(Your assignment) Write out the stretch of lines below that begins at the line with "Target: jersey sleeve" and ends at the line with "Target: shrub", including both, exactly as given and nothing more.

(Supplied entries)

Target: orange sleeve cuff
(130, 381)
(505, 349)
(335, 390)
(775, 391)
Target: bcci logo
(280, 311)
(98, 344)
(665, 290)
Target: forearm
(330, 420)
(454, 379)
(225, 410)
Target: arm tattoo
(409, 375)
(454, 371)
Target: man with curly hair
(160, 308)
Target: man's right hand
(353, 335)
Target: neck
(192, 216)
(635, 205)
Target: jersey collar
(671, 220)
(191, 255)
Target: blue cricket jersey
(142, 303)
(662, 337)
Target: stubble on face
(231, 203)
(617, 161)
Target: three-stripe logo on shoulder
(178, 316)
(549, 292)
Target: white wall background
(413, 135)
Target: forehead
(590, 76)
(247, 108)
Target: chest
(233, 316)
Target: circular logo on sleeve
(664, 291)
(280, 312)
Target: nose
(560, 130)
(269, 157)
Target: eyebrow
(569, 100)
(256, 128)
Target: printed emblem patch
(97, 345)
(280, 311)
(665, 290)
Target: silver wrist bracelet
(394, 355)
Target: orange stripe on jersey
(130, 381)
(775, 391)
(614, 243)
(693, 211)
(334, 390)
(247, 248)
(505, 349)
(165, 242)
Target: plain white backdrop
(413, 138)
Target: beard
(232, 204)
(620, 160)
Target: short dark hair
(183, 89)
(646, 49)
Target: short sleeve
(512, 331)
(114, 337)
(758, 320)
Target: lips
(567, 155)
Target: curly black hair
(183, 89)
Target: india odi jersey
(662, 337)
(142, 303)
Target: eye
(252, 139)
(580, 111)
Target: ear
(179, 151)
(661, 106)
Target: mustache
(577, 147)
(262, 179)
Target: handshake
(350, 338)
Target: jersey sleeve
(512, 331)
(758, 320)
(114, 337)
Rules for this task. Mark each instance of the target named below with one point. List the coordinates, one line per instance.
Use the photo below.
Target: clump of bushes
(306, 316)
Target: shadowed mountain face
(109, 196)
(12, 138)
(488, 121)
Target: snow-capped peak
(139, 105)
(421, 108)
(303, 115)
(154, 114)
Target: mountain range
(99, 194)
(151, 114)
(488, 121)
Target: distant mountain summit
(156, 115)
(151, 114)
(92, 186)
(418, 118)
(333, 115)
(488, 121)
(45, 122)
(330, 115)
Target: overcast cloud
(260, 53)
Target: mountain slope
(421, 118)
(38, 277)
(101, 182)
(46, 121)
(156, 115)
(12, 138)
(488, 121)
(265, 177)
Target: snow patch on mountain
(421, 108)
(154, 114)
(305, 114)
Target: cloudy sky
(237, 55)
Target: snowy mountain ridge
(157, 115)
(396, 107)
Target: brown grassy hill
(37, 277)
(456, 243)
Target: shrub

...

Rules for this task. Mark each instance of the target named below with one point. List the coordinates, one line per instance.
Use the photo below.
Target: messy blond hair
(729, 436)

---

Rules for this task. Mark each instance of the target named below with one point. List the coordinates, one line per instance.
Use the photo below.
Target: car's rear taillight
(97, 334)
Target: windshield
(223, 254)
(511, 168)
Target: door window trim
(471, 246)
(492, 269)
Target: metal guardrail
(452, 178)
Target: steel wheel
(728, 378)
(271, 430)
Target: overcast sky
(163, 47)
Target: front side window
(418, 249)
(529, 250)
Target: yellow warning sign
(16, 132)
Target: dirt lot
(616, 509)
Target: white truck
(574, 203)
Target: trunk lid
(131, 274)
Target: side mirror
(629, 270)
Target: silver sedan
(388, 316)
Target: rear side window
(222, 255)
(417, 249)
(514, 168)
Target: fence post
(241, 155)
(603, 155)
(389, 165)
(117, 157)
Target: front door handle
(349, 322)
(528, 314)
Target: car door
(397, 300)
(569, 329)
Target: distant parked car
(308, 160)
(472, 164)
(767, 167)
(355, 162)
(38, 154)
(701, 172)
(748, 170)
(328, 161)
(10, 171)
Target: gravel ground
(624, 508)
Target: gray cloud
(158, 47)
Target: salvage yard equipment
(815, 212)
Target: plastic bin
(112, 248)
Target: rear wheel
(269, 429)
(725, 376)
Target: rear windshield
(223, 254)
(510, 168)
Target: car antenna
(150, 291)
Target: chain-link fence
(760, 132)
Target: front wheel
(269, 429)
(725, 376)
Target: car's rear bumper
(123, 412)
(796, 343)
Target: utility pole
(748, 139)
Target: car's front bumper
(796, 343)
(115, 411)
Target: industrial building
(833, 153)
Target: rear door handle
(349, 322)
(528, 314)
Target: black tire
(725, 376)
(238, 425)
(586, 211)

(Answer box)
Target: jersey sleeve
(512, 331)
(758, 320)
(114, 337)
Rules for this task. Mark each instance of the target named below with one point. List the coordinates, one line per instance.
Use the photo below.
Target: clump of bushes
(306, 316)
Target: shadowed mountain face
(109, 196)
(12, 138)
(488, 121)
Target: snow-capped peak
(139, 105)
(421, 108)
(303, 115)
(154, 114)
Target: mountain range
(99, 194)
(151, 114)
(488, 121)
Target: distant mountain summit
(156, 115)
(151, 114)
(92, 186)
(418, 118)
(333, 115)
(488, 121)
(45, 122)
(330, 115)
Target: overcast cloud
(260, 53)
Target: mountain slope
(421, 118)
(38, 277)
(101, 182)
(46, 121)
(156, 115)
(12, 138)
(488, 121)
(265, 177)
Target: snow patch on mountain
(421, 108)
(154, 114)
(305, 114)
Target: cloudy sky
(237, 55)
Target: snowy mountain ridge
(157, 115)
(396, 107)
Target: brown grassy hill
(37, 277)
(456, 243)
Target: shrub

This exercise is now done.